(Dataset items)
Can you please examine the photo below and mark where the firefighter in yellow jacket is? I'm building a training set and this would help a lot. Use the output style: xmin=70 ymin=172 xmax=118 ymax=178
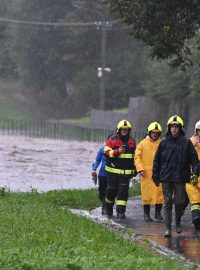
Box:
xmin=135 ymin=122 xmax=164 ymax=221
xmin=186 ymin=120 xmax=200 ymax=230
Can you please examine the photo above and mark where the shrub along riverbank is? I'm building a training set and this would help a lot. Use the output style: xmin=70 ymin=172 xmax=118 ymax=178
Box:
xmin=0 ymin=187 xmax=187 ymax=270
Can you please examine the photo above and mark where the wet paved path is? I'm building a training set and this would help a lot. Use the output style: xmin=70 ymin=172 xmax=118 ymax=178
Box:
xmin=92 ymin=197 xmax=200 ymax=265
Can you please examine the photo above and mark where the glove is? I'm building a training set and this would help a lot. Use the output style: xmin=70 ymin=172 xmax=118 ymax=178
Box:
xmin=139 ymin=170 xmax=145 ymax=177
xmin=153 ymin=179 xmax=160 ymax=187
xmin=92 ymin=173 xmax=97 ymax=185
xmin=191 ymin=174 xmax=198 ymax=186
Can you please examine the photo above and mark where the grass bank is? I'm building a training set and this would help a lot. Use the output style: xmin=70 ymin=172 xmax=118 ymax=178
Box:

The problem » Would you please set down the data above again exactly, without its pictures?

Your response »
Can you please examine the photo below and mark where the firefighter in yellow jacket is? I'm building a training set and this would help a lot. Use the output style: xmin=70 ymin=172 xmax=118 ymax=178
Box:
xmin=135 ymin=122 xmax=164 ymax=221
xmin=186 ymin=120 xmax=200 ymax=230
Can you please examine the photo above and mark where the shrub along riverbank is? I'm building a training set and this would help a lot. Use the output style: xmin=70 ymin=172 xmax=118 ymax=178
Box:
xmin=0 ymin=187 xmax=187 ymax=270
Can you please examine the photo above and mark where the wet paved path is? I'm building a training set and this would help a lot. Use the output style: xmin=70 ymin=172 xmax=118 ymax=178
Box:
xmin=92 ymin=197 xmax=200 ymax=265
Can you please examine the photo above and mark where the glove is? I'm building a training set and this would help a lot. Use the output style: xmin=70 ymin=172 xmax=118 ymax=178
Box:
xmin=139 ymin=170 xmax=145 ymax=177
xmin=153 ymin=179 xmax=160 ymax=187
xmin=92 ymin=173 xmax=97 ymax=185
xmin=191 ymin=174 xmax=198 ymax=186
Can you please examine the photo above and mark where the grass bank is? I'm building a training set and this would help a lot. Use the output style: xmin=70 ymin=172 xmax=118 ymax=178
Box:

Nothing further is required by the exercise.